- **SELECTED TEXT**
--- Begin ---

Why check sk_state here?
Does sk_state be changed somewhere else?

any help will be appreciated:D
 


JasKinasis

Well-Known Member
The code in the above has lost a few bits thanks to your failure to include code-tags.

I've just tracked down the routine in question and copy/pasted the whole function - for reference - And put it in a spoiler tag to keep it out of the way.
C:
/**
* reuseport_select_sock - Select a socket from an SO_REUSEPORT group.
* @sk: First socket in the group.
* @hash: When no BPF filter is available, use this hash to select.
* @skb: skb to run through BPF filter.
* @hdr_len: BPF filter expects skb data pointer at payload data. If
* the skb does not yet point at the payload, this parameter represents
* how far the pointer needs to advance to reach the payload.
* Returns a socket that should receive the packet (or NULL on error).
*/
struct sock *reuseport_select_sock(struct sock *sk,
u32 hash,
struct sk_buff *skb,
int hdr_len)
{
struct sock_reuseport *reuse;
struct bpf_prog *prog;
struct sock *sk2 = NULL;
u16 socks;

rcu_read_lock();
reuse = rcu_dereference(sk->sk_reuseport_cb);

/* if memory allocation failed or add call is not yet complete */
if (!reuse)
goto out;

prog = rcu_dereference(reuse->prog);
socks = READ_ONCE(reuse->num_socks);
if (likely(socks)) {
/* paired with smp_wmb() in reuseport_add_sock() */
smp_rmb();

if (!prog || !skb)
goto select_by_hash;

if (prog->type == BPF_PROG_TYPE_SK_REUSEPORT)

--- End ---

- **DIRECTIVE**
Transcribe the forum excerpt above in full, character for character, including all of its code.

- **PROVIDED MATERIAL**
--- Begin ---

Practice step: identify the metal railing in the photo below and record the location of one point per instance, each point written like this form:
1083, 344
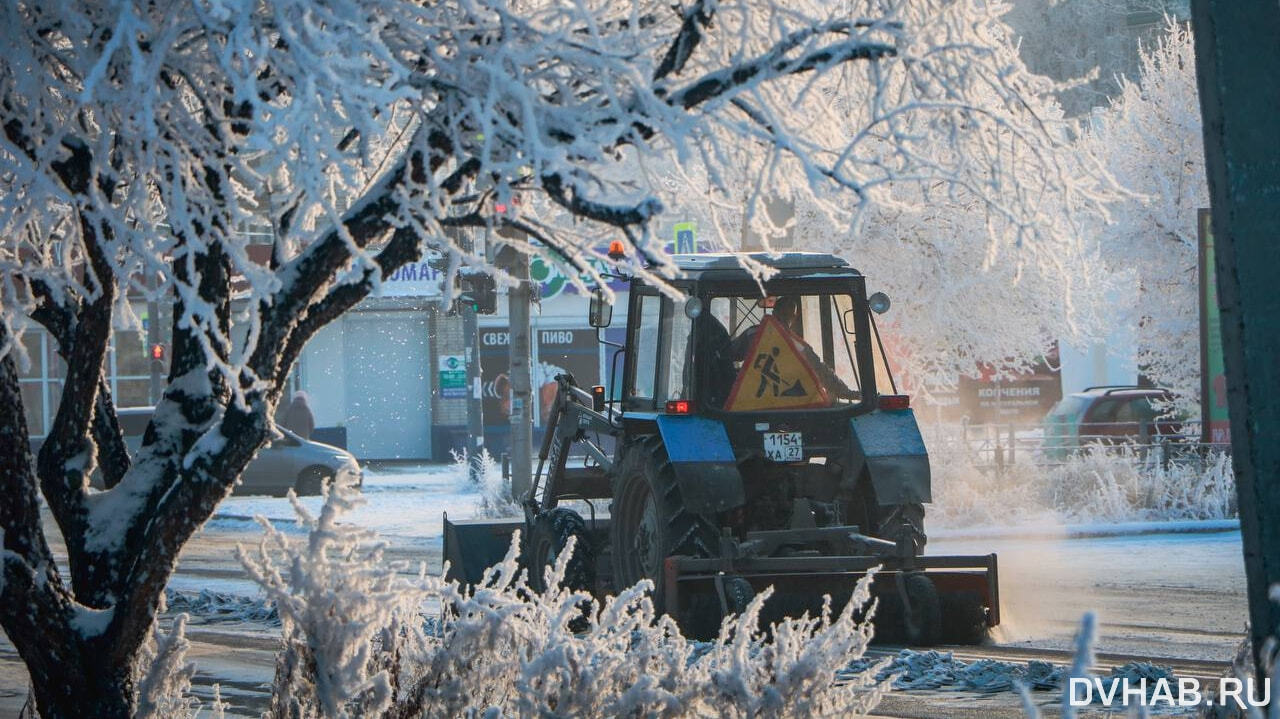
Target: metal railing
995, 447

--- End ---

- **RESPONSE TO THE EXERCISE**
Why check sk_state here?
Does sk_state be changed somewhere else?

any help will be appreciated:D
 


JasKinasis

Well-Known Member
The code in the above has lost a few bits thanks to your failure to include code-tags.

I've just tracked down the routine in question and copy/pasted the whole function - for reference - And put it in a spoiler tag to keep it out of the way.
C:
/**
* reuseport_select_sock - Select a socket from an SO_REUSEPORT group.
* @sk: First socket in the group.
* @hash: When no BPF filter is available, use this hash to select.
* @skb: skb to run through BPF filter.
* @hdr_len: BPF filter expects skb data pointer at payload data. If
* the skb does not yet point at the payload, this parameter represents
* how far the pointer needs to advance to reach the payload.
* Returns a socket that should receive the packet (or NULL on error).
*/
struct sock *reuseport_select_sock(struct sock *sk,
u32 hash,
struct sk_buff *skb,
int hdr_len)
{
struct sock_reuseport *reuse;
struct bpf_prog *prog;
struct sock *sk2 = NULL;
u16 socks;

rcu_read_lock();
reuse = rcu_dereference(sk->sk_reuseport_cb);

/* if memory allocation failed or add call is not yet complete */
if (!reuse)
goto out;

prog = rcu_dereference(reuse->prog);
socks = READ_ONCE(reuse->num_socks);
if (likely(socks)) {
/* paired with smp_wmb() in reuseport_add_sock() */
smp_rmb();

if (!prog || !skb)
goto select_by_hash;

if (prog->type == BPF_PROG_TYPE_SK_REUSEPORT)